* _Dataset entries_:

[Start of section]

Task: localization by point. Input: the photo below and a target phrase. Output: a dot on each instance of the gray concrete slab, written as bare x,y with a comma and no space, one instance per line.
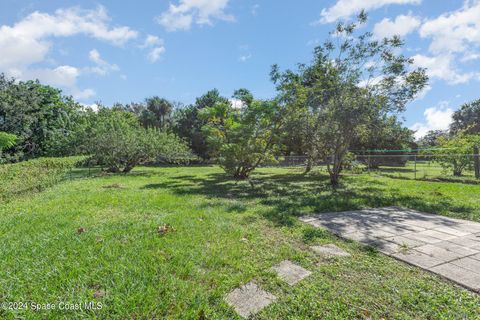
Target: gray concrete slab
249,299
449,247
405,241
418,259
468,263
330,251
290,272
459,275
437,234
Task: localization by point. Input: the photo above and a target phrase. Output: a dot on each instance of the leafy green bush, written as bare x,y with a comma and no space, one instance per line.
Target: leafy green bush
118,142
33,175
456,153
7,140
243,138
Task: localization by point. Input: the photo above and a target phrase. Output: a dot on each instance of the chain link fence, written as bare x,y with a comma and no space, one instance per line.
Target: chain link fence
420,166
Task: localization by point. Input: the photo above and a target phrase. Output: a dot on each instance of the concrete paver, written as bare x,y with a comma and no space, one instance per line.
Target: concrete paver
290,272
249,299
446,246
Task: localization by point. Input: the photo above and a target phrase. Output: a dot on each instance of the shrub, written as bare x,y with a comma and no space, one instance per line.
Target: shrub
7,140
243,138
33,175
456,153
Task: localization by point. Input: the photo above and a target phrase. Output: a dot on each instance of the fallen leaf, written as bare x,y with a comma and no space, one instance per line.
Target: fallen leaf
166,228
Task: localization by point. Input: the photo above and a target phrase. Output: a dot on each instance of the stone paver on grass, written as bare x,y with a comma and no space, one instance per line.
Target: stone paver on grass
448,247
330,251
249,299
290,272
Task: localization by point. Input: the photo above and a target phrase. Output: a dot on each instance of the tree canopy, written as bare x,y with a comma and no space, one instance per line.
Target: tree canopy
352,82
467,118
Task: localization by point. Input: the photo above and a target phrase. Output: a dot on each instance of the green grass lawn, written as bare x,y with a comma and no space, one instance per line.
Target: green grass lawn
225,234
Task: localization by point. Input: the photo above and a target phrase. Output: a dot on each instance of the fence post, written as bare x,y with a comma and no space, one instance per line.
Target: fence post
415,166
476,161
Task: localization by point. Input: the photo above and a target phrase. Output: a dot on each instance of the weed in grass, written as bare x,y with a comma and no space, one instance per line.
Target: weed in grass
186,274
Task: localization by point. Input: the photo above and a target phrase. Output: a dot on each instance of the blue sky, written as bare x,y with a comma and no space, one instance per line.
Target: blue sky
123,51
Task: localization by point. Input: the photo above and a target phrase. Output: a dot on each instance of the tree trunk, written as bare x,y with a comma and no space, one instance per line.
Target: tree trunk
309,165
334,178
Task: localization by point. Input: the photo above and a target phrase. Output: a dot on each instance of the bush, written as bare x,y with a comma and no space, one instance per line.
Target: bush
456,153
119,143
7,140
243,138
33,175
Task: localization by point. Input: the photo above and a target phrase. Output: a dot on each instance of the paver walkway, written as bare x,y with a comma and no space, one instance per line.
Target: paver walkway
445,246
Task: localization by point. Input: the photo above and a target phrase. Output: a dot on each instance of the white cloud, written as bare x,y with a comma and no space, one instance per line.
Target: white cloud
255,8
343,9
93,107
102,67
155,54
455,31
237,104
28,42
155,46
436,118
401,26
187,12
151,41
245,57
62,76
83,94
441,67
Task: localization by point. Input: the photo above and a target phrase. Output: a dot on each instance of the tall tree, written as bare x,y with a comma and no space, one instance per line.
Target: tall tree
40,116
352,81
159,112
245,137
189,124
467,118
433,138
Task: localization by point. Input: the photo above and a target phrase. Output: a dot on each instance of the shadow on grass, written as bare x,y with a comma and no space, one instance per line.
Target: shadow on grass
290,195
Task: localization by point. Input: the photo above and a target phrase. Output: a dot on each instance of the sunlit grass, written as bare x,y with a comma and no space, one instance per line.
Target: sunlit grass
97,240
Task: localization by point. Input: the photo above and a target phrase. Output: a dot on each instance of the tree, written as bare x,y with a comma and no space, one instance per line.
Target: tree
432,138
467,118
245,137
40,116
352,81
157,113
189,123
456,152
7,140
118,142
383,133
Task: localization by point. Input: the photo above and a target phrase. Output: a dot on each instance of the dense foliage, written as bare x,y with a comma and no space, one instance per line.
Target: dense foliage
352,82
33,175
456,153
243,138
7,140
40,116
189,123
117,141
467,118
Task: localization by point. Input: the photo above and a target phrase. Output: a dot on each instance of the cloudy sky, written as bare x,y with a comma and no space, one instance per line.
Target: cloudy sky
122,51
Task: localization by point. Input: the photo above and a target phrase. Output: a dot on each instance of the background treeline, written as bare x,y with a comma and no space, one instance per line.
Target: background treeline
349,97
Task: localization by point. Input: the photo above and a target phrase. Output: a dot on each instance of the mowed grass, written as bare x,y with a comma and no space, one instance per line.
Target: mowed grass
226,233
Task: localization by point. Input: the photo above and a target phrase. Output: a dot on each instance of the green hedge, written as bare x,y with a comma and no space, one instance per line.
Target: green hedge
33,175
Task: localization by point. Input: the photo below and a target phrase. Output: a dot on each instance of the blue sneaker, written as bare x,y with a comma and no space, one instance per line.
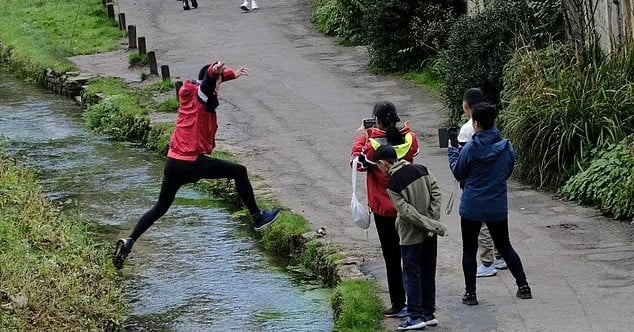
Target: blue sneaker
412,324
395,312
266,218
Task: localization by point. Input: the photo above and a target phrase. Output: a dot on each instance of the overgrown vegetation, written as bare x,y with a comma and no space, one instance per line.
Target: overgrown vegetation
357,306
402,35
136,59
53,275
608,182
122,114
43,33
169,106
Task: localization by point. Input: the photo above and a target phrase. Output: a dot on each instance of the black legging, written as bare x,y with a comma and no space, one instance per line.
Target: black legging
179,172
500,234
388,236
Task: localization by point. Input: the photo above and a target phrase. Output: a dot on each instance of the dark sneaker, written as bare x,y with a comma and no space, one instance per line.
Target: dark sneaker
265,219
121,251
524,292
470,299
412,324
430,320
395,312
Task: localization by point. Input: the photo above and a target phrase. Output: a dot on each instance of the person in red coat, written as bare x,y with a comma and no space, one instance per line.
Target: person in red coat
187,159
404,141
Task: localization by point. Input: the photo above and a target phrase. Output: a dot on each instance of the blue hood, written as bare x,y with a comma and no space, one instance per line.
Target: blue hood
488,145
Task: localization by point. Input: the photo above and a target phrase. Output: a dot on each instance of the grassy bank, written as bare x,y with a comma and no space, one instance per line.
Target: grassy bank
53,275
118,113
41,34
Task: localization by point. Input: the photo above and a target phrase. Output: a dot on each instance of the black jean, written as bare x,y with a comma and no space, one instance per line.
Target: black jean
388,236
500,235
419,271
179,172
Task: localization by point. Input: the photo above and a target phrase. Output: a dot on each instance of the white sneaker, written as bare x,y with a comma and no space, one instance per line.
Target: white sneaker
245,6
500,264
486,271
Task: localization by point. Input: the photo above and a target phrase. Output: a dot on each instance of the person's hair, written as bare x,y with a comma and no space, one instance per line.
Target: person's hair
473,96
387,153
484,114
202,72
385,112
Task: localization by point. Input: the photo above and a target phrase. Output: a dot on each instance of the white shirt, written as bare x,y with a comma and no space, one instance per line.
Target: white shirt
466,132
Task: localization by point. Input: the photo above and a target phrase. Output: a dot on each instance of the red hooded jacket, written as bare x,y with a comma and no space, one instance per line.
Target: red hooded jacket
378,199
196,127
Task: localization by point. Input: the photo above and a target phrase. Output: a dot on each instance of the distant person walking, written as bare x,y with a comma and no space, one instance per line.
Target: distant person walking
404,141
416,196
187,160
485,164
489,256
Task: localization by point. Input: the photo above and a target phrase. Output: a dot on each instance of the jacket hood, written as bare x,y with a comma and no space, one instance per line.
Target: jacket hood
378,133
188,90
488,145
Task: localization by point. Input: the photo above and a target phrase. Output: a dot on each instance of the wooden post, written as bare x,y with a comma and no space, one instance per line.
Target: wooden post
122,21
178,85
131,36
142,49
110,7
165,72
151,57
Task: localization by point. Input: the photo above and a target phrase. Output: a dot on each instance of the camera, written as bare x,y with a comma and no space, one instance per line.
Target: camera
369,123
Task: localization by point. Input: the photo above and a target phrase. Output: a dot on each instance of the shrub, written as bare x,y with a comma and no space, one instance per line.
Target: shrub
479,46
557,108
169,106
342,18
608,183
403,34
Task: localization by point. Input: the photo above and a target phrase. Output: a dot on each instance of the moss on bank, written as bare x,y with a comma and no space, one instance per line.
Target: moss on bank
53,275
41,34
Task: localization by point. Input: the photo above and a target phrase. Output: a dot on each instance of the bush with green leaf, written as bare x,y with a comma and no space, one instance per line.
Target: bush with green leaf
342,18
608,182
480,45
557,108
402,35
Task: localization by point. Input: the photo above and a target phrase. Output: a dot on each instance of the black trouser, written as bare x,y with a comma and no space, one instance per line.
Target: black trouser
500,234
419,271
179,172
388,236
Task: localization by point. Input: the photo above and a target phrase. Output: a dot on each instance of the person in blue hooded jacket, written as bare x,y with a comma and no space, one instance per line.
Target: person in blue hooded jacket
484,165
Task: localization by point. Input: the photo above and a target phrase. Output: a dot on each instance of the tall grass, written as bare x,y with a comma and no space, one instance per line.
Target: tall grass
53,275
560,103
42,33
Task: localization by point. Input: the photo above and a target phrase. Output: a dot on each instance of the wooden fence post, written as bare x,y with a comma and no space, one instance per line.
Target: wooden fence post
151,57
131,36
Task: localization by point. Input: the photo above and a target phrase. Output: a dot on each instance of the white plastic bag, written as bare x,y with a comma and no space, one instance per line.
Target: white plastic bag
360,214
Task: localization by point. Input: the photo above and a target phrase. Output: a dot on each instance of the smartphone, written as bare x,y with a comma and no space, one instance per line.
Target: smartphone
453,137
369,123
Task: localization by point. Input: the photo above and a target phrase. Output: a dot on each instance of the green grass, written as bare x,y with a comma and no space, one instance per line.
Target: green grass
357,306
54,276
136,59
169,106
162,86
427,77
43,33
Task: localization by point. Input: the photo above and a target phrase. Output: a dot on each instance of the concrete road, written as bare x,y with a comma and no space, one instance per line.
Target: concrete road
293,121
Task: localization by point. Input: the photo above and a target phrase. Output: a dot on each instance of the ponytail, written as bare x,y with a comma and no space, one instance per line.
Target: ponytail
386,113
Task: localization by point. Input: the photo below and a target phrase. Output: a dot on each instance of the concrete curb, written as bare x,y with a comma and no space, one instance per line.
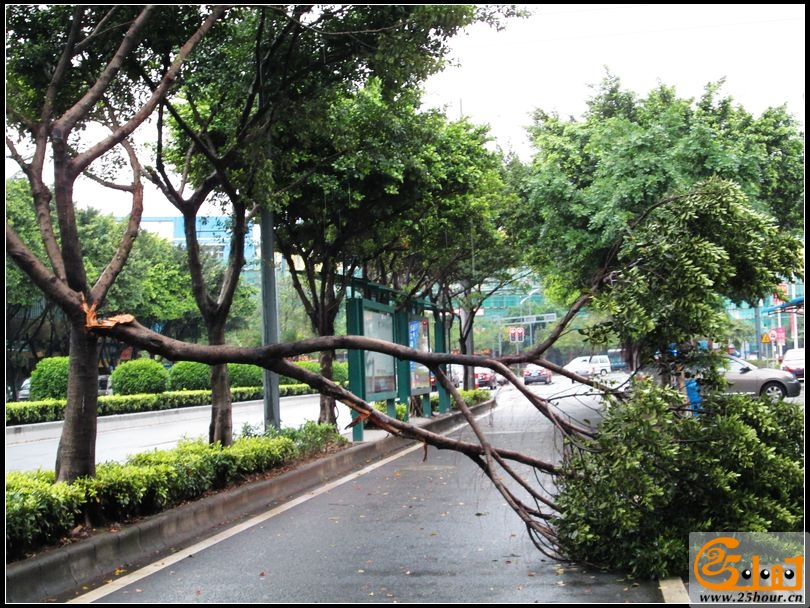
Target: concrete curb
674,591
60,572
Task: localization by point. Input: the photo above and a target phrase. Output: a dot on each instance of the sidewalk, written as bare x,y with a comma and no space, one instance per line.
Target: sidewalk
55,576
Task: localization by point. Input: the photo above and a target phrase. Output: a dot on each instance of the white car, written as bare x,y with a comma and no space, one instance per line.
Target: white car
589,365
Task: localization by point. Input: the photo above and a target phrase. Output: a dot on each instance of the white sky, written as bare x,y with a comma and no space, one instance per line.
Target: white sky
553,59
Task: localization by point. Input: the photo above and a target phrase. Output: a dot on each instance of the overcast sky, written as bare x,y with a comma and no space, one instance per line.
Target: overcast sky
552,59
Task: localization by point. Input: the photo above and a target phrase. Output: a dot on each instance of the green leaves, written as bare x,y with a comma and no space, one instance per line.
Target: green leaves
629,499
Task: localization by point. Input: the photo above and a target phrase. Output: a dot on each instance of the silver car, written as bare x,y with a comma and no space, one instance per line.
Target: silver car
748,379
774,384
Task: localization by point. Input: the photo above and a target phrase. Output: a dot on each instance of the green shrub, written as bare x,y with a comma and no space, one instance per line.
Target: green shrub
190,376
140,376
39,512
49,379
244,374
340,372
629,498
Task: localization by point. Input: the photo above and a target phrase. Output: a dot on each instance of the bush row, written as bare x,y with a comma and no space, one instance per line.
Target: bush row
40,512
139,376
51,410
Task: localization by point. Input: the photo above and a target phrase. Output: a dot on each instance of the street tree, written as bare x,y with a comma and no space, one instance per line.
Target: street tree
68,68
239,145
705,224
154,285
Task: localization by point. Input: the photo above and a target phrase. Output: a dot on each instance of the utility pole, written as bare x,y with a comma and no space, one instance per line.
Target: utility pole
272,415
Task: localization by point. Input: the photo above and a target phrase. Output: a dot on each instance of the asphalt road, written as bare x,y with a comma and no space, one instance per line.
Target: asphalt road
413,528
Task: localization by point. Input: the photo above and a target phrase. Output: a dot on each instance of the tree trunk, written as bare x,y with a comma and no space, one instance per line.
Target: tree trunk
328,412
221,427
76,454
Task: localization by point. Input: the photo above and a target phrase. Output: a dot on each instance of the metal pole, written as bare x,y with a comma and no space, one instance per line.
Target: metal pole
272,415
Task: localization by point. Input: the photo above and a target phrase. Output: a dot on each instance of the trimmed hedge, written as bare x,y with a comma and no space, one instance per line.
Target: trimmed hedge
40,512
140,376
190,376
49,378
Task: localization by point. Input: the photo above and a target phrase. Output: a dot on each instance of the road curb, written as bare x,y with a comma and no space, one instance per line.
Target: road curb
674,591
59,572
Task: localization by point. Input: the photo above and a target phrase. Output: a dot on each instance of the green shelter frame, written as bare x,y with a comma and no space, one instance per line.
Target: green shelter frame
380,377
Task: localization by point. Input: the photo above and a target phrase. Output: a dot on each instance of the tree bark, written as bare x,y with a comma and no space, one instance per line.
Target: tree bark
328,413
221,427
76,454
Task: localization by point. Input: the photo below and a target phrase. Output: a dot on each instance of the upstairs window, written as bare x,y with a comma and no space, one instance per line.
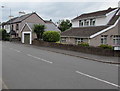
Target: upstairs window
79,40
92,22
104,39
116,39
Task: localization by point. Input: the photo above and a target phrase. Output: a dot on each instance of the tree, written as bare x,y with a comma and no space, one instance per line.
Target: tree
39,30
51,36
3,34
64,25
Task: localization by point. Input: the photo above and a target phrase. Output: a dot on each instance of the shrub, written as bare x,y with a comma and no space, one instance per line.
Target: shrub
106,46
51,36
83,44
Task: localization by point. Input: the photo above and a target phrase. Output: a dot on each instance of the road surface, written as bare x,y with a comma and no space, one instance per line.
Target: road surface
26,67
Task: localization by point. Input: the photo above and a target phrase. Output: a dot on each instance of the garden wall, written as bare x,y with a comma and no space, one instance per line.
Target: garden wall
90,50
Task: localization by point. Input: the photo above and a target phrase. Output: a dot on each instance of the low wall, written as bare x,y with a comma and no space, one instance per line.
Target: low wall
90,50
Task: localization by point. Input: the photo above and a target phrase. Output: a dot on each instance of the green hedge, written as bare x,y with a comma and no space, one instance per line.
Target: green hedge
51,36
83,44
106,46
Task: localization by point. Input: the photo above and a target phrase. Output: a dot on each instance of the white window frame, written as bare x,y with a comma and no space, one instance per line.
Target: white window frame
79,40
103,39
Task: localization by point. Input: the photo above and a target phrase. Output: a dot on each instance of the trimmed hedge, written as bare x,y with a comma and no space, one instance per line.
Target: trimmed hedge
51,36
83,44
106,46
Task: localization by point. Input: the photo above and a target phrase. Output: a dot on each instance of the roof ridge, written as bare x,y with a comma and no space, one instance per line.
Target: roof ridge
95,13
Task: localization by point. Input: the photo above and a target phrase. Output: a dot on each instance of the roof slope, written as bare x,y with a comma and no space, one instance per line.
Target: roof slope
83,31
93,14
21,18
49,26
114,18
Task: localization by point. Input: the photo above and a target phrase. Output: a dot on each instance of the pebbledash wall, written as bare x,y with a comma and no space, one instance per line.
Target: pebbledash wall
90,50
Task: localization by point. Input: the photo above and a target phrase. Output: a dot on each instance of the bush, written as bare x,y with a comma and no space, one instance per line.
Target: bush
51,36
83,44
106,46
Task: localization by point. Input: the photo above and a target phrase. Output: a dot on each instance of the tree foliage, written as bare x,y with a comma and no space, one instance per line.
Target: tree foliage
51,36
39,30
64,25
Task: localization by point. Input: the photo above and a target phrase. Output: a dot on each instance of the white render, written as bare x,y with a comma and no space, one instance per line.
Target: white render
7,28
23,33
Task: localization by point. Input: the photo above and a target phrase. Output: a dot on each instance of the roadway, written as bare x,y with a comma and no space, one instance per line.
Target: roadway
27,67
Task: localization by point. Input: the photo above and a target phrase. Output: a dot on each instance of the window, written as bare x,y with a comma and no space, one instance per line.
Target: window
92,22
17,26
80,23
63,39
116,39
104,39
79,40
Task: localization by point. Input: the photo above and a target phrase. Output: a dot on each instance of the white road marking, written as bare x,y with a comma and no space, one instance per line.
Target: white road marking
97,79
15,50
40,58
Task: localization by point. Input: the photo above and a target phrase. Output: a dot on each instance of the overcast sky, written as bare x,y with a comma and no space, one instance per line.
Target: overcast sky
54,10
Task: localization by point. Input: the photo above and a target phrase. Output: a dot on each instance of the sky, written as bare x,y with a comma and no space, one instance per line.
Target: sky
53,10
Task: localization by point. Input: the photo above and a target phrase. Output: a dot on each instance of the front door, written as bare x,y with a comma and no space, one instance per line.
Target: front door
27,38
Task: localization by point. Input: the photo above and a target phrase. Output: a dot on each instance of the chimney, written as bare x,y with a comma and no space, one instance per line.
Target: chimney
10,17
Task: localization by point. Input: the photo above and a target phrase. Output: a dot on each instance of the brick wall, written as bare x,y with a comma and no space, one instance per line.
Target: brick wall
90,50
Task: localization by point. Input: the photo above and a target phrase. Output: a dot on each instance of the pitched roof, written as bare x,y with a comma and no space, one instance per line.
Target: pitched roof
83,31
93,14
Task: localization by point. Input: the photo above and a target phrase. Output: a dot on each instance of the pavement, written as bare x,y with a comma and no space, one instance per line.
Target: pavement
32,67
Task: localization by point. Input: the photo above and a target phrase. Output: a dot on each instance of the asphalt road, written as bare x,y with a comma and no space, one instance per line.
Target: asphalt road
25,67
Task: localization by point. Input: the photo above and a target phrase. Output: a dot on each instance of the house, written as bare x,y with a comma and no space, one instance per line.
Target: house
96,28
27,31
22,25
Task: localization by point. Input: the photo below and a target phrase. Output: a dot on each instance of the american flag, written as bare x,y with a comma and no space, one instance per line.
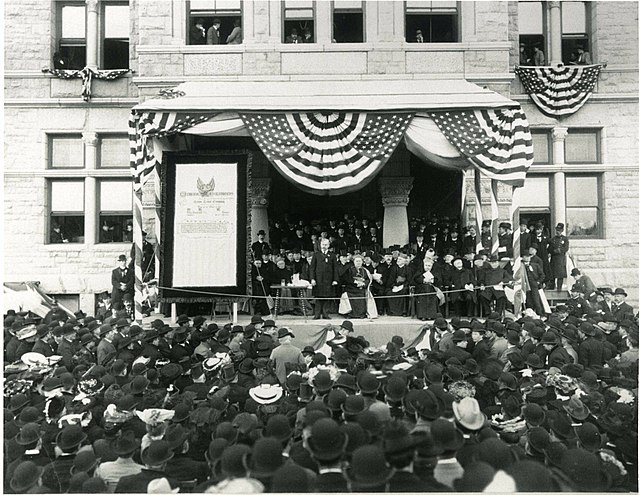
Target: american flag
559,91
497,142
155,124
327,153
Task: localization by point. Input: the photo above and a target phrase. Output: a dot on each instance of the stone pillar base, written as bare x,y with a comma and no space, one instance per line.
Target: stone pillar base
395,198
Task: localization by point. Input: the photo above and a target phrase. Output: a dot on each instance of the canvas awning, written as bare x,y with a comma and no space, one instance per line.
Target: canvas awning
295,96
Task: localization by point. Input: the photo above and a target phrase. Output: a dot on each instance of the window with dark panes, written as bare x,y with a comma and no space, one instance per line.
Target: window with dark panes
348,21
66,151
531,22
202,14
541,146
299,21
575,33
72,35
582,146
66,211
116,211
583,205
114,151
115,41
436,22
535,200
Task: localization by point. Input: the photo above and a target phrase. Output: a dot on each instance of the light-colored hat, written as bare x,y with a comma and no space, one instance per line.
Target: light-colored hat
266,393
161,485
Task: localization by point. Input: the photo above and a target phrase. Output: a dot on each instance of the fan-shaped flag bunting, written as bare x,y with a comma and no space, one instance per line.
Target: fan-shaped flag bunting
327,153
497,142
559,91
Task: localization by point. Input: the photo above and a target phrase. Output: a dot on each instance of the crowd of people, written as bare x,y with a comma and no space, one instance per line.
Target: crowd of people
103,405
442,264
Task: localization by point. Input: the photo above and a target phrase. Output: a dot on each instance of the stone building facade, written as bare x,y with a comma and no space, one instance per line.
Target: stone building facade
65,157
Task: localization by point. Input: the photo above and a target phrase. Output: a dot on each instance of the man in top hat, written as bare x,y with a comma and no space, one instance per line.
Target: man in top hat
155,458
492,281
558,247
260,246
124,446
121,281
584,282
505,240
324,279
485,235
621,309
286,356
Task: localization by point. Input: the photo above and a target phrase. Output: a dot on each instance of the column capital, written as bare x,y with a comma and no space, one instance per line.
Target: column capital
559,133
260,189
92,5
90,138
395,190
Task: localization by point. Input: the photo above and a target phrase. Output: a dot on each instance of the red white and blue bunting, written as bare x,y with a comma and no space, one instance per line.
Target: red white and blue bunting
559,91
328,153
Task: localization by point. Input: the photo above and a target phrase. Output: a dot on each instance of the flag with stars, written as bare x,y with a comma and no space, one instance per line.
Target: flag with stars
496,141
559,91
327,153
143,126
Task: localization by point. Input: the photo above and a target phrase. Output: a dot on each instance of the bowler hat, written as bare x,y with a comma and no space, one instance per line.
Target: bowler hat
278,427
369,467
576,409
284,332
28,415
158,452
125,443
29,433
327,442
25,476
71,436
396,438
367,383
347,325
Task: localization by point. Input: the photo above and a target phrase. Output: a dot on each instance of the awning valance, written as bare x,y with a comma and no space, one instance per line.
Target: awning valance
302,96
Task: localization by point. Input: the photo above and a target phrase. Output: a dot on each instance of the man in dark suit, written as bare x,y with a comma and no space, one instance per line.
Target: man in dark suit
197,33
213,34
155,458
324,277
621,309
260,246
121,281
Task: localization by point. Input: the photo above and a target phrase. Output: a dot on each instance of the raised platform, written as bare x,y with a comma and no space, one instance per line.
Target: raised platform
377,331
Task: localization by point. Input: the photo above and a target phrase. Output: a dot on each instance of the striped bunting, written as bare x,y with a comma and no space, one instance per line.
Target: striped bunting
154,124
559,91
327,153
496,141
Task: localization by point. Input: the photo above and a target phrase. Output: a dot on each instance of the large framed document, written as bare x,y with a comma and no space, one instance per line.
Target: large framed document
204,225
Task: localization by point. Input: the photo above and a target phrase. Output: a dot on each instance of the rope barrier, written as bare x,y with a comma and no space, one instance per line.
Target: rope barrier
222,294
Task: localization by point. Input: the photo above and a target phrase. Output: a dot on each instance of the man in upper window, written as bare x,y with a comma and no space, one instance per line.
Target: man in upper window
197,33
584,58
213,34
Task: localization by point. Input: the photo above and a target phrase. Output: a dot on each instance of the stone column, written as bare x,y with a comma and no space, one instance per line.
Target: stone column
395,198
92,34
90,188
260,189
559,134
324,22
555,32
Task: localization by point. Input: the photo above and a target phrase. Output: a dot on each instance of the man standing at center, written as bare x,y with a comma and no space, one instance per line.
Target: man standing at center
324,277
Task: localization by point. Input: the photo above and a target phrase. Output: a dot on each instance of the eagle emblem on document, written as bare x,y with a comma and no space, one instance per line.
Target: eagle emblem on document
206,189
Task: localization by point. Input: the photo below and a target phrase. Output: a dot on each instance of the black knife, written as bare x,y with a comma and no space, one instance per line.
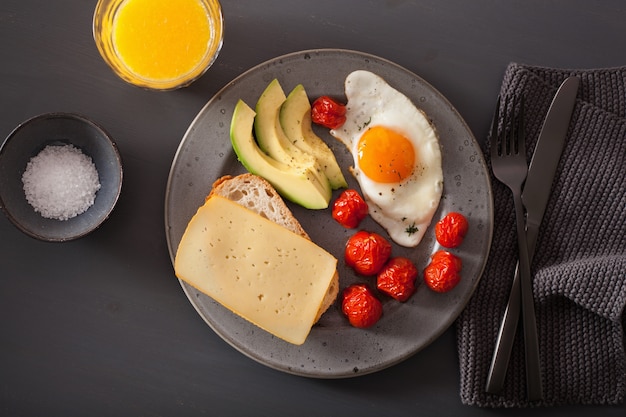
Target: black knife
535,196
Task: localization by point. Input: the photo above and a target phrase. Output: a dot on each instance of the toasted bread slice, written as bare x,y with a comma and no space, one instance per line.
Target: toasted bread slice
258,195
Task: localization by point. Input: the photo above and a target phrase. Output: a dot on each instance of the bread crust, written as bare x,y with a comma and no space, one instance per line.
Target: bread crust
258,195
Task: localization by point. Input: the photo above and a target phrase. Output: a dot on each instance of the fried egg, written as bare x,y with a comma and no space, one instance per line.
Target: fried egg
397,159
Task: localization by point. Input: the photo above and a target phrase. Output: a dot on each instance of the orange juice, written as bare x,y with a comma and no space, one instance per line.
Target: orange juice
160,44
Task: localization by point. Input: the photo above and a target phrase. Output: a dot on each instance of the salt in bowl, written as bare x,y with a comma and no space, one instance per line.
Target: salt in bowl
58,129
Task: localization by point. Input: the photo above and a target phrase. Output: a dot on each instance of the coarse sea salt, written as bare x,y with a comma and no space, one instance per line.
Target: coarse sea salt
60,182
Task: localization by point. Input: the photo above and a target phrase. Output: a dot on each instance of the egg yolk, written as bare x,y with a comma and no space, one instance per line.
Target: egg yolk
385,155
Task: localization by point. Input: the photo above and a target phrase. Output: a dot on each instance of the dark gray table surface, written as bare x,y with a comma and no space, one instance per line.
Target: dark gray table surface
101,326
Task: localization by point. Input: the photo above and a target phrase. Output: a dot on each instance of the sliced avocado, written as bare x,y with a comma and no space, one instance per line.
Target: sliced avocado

[End of section]

* _Work instructions_:
Looking at the entries above, how many lines contain the word "sliced"? Answer with the number alone.

* _Solution to this problem_:
2